Exercise aim >>
In the records below, some lines contain the word "pointer". Copy each of them.

Data for processing >>

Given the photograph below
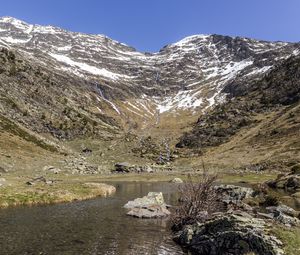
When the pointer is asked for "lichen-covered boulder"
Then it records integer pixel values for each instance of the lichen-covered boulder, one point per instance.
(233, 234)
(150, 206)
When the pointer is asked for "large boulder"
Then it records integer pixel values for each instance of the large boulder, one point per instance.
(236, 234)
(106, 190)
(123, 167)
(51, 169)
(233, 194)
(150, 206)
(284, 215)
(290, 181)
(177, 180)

---

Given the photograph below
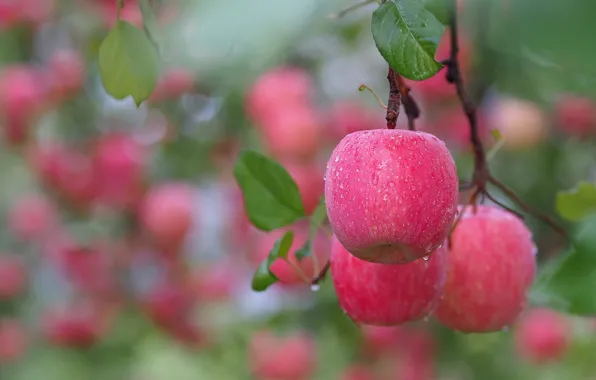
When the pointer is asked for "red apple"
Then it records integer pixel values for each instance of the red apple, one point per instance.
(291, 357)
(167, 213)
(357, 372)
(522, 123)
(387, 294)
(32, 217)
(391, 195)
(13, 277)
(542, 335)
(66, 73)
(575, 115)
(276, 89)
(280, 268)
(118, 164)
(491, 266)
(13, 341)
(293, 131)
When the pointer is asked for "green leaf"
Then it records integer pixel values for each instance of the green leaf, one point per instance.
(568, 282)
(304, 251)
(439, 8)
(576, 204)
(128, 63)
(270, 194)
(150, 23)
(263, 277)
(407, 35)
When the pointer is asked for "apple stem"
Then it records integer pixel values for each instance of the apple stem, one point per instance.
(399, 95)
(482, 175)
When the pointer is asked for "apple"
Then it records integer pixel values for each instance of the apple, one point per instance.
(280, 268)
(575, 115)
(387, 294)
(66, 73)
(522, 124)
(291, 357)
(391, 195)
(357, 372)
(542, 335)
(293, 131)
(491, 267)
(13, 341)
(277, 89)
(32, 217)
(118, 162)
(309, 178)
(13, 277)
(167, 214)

==

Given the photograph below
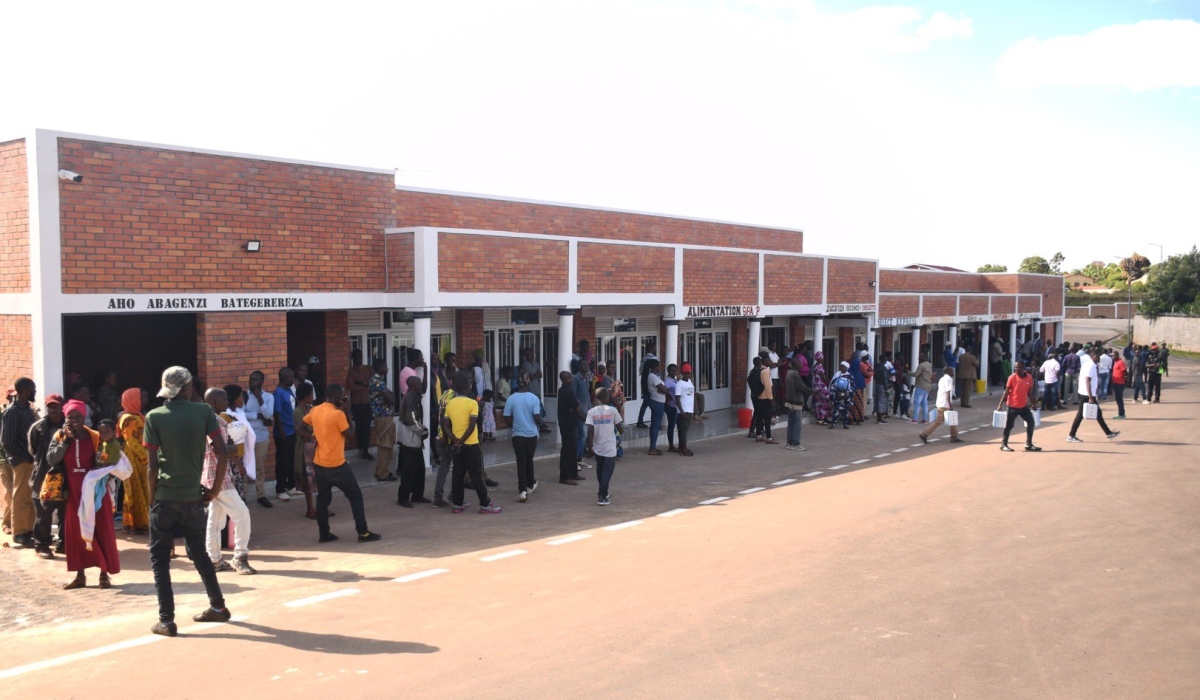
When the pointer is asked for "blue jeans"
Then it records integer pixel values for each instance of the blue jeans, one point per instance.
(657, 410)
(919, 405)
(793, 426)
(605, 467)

The answer >>
When the pointer is asked for "lichen-covered boulder"
When the pointer is asked for "large boulder"
When the pointer is asked for "red apple"
When the pointer is asked for "green leaf"
When the pointer is asked for "apple stem"
When the pointer is asked for "apple"
When the pointer is asked for "blue jeans"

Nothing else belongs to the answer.